--- START Text provided ---

President Emmanuel Macron said Monday that the Islamic State entity believed to be behind the Moscow attack – known as Khorasan, which is a branch in Afghanistan and Pakistan – had also sought to attack France.

At least 137 people were killed when gunmen stormed Moscow's Crocus City Hall on Friday evening before setting the building on fire.

The assault echoed an attack on the Bataclan music venue in Paris in November 2015 which left 90 people dead and was also claimed by the Islamic State group.

"This particular group made several attempts (at attacks) on our own soil," Macron told reporters during his trip to French Guiana.

French Prime Minister Gabriel Attal echoed this sentiment by saying that "the Islamist terrorist threat is real, it is strong" and "it has never weakened". 

He said that 4,000 extra soldiers would be deployed nationwide in the days to come.

"Our fight against terrorism is not just about words. It is very concrete and our hand will never tremble in the face of terrorism, never in the face of Islamism," Attal insisted.

Olympics a future target

Interior Minister Gérald Darmanin said that the Paris Olympics, which begin on 26 July, were an obvious future target.

--- END Text provided ---
--- START Provided data ---

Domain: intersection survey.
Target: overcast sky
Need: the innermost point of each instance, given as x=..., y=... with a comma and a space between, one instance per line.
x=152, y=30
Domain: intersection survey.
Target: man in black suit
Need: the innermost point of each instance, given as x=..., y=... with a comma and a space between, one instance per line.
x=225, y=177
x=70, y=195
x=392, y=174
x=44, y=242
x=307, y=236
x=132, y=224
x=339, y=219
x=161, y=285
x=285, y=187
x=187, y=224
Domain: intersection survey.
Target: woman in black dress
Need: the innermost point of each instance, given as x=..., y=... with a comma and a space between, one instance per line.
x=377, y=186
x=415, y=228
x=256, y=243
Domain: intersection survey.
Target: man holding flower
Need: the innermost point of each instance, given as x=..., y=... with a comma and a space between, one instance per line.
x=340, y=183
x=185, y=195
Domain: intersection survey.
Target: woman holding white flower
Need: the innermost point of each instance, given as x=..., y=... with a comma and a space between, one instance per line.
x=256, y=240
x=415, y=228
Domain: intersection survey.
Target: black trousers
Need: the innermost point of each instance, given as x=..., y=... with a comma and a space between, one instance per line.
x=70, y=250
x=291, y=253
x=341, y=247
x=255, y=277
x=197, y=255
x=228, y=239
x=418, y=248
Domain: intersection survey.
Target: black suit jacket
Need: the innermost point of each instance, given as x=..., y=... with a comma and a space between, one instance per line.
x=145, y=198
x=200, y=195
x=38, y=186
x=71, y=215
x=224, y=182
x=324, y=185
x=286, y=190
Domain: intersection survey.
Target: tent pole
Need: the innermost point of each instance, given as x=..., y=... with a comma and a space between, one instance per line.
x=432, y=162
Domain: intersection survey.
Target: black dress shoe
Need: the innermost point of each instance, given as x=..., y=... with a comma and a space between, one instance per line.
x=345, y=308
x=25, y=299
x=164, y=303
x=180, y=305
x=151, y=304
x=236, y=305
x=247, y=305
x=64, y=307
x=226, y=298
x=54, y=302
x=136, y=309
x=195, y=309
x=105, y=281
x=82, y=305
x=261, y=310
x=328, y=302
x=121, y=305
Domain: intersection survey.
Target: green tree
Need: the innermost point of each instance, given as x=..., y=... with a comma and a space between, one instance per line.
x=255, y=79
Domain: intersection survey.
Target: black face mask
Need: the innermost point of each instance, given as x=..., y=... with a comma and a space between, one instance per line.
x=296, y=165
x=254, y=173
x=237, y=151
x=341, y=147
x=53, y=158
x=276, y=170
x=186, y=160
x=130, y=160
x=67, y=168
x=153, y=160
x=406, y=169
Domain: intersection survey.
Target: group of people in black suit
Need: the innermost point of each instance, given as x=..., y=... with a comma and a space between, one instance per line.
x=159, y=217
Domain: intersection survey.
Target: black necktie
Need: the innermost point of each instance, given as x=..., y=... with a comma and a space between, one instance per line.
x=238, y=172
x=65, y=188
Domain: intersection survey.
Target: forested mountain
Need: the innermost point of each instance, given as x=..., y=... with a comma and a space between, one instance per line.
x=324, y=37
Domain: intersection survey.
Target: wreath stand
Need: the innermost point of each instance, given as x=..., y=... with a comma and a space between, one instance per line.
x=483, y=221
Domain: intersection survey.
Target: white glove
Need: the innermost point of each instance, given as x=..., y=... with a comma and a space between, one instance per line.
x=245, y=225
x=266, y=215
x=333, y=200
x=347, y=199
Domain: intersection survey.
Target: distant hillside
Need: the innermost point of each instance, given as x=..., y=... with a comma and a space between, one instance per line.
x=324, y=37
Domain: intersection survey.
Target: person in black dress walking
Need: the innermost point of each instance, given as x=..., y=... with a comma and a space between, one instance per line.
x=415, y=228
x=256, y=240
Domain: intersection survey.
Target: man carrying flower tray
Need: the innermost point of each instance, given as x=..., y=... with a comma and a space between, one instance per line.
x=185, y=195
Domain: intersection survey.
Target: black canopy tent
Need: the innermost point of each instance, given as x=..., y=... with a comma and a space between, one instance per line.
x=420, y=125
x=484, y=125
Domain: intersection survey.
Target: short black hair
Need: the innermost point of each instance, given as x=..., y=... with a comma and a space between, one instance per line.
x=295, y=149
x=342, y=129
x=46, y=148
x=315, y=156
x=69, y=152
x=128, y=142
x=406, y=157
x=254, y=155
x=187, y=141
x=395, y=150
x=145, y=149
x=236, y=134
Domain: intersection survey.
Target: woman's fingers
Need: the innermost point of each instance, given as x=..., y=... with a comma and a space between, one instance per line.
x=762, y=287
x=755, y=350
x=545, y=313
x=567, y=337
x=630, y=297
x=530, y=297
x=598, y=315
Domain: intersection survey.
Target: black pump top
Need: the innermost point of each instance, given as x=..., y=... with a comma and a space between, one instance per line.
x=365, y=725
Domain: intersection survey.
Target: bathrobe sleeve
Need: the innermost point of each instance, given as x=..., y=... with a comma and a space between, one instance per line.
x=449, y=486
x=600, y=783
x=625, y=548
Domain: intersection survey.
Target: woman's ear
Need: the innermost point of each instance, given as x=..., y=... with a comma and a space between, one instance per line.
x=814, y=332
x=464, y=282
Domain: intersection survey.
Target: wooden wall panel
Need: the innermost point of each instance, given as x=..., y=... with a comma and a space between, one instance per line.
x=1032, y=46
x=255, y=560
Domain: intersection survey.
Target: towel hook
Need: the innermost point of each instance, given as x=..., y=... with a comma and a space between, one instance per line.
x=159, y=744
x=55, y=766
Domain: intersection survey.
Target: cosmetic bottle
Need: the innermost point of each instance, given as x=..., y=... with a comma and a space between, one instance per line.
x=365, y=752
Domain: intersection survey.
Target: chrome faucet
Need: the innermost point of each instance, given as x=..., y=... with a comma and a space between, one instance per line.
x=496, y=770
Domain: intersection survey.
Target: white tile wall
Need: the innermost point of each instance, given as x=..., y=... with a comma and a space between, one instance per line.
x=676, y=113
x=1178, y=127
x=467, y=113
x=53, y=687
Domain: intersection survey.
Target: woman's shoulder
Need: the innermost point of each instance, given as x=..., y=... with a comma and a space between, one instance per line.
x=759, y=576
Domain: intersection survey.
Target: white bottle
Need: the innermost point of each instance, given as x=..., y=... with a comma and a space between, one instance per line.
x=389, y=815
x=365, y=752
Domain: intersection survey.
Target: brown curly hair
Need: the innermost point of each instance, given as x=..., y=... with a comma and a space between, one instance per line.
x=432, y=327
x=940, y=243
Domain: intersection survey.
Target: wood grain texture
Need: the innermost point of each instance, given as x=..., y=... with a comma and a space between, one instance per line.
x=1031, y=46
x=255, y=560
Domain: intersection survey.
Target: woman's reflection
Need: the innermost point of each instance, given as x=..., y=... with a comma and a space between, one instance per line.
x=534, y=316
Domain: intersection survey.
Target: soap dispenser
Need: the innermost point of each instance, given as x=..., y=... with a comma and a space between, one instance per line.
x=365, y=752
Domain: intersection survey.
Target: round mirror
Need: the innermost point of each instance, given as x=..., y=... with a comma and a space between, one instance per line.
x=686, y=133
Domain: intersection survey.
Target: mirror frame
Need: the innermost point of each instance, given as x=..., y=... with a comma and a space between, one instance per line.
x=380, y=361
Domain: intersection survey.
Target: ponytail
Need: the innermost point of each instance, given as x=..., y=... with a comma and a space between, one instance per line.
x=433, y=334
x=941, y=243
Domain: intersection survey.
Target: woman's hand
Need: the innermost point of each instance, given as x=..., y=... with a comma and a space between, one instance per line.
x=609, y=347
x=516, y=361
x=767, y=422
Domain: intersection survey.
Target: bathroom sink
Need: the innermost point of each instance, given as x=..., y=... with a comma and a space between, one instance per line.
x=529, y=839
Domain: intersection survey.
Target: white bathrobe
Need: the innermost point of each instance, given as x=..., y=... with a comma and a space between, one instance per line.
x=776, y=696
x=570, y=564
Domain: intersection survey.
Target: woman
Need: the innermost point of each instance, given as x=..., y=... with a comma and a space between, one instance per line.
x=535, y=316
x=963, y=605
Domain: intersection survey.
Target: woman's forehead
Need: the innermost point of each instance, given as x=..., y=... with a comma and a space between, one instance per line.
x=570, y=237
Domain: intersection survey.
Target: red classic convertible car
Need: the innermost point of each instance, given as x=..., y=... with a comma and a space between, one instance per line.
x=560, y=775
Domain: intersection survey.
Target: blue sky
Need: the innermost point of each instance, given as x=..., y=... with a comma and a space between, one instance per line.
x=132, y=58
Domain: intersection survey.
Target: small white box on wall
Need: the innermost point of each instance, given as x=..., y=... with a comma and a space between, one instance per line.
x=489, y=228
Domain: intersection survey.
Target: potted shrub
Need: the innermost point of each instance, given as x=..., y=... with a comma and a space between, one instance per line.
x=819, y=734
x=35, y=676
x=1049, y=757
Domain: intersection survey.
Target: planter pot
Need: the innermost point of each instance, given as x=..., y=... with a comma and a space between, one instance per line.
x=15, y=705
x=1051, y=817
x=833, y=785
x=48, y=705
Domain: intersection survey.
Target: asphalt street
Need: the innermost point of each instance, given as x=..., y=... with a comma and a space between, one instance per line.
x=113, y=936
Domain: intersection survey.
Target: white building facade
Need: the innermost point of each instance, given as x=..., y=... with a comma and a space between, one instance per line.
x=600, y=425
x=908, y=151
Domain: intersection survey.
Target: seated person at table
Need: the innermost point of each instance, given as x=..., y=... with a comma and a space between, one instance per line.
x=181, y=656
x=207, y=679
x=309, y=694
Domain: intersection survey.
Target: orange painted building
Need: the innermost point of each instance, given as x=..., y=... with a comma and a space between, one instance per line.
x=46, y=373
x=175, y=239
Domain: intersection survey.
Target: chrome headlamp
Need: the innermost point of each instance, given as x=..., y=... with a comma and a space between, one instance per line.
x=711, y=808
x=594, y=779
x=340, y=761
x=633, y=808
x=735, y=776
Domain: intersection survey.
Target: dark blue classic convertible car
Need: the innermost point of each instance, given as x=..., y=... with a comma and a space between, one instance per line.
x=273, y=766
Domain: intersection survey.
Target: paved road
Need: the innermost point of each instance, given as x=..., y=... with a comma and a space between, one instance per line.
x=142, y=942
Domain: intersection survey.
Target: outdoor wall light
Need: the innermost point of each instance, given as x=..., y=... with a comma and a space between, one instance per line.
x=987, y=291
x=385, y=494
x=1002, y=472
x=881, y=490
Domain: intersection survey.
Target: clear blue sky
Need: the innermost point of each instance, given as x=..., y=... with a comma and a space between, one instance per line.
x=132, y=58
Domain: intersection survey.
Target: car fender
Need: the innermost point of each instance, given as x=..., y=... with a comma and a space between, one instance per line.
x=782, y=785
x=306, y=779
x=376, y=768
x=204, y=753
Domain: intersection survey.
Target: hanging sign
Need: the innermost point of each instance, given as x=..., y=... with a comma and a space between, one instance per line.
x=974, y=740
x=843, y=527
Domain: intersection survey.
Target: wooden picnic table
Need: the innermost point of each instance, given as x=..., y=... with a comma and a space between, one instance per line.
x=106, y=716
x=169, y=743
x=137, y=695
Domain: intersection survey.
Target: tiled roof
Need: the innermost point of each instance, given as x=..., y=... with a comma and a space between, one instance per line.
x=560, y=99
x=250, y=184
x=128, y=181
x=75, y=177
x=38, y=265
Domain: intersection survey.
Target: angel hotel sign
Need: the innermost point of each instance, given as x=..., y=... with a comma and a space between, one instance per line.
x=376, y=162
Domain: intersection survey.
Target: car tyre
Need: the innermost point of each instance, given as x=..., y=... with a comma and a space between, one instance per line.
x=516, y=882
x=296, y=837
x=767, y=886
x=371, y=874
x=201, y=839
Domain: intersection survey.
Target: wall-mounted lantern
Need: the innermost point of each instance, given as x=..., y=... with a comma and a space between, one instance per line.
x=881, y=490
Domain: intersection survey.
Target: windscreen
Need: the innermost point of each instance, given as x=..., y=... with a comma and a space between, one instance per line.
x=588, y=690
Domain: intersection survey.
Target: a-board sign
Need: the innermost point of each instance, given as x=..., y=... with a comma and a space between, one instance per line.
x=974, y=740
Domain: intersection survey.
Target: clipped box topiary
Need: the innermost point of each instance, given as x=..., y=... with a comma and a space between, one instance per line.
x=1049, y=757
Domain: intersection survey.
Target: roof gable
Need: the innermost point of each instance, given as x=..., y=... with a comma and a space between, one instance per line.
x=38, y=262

--- END Provided data ---

- _Challenge 1_:
Using the report on France's response to the Moscow attack, answer the following:
(a) How many people were killed at Moscow's Crocus City Hall?
(b) How many extra soldiers did Gabriel Attal say would be deployed nationwide?
(c) On what date do the Paris Olympics begin?
- _Challenge 2_:
Summarize the report on France's response to the Moscow attack in two sentences.

- _Result 1_:
(a) At least 137
(b) 4,000
(c) 26 July

- _Result 2_:
President Emmanuel Macron said that Khorasan, the Islamic State branch believed to be behind the attack that killed at least 137 people at Moscow's Crocus City Hall, had also made several attempts to attack France. Prime Minister Gabriel Attal called the Islamist terrorist threat real and strong and said 4,000 extra soldiers would be deployed nationwide, and Interior Minister Gérald Darmanin called the Paris Olympics an obvious future target.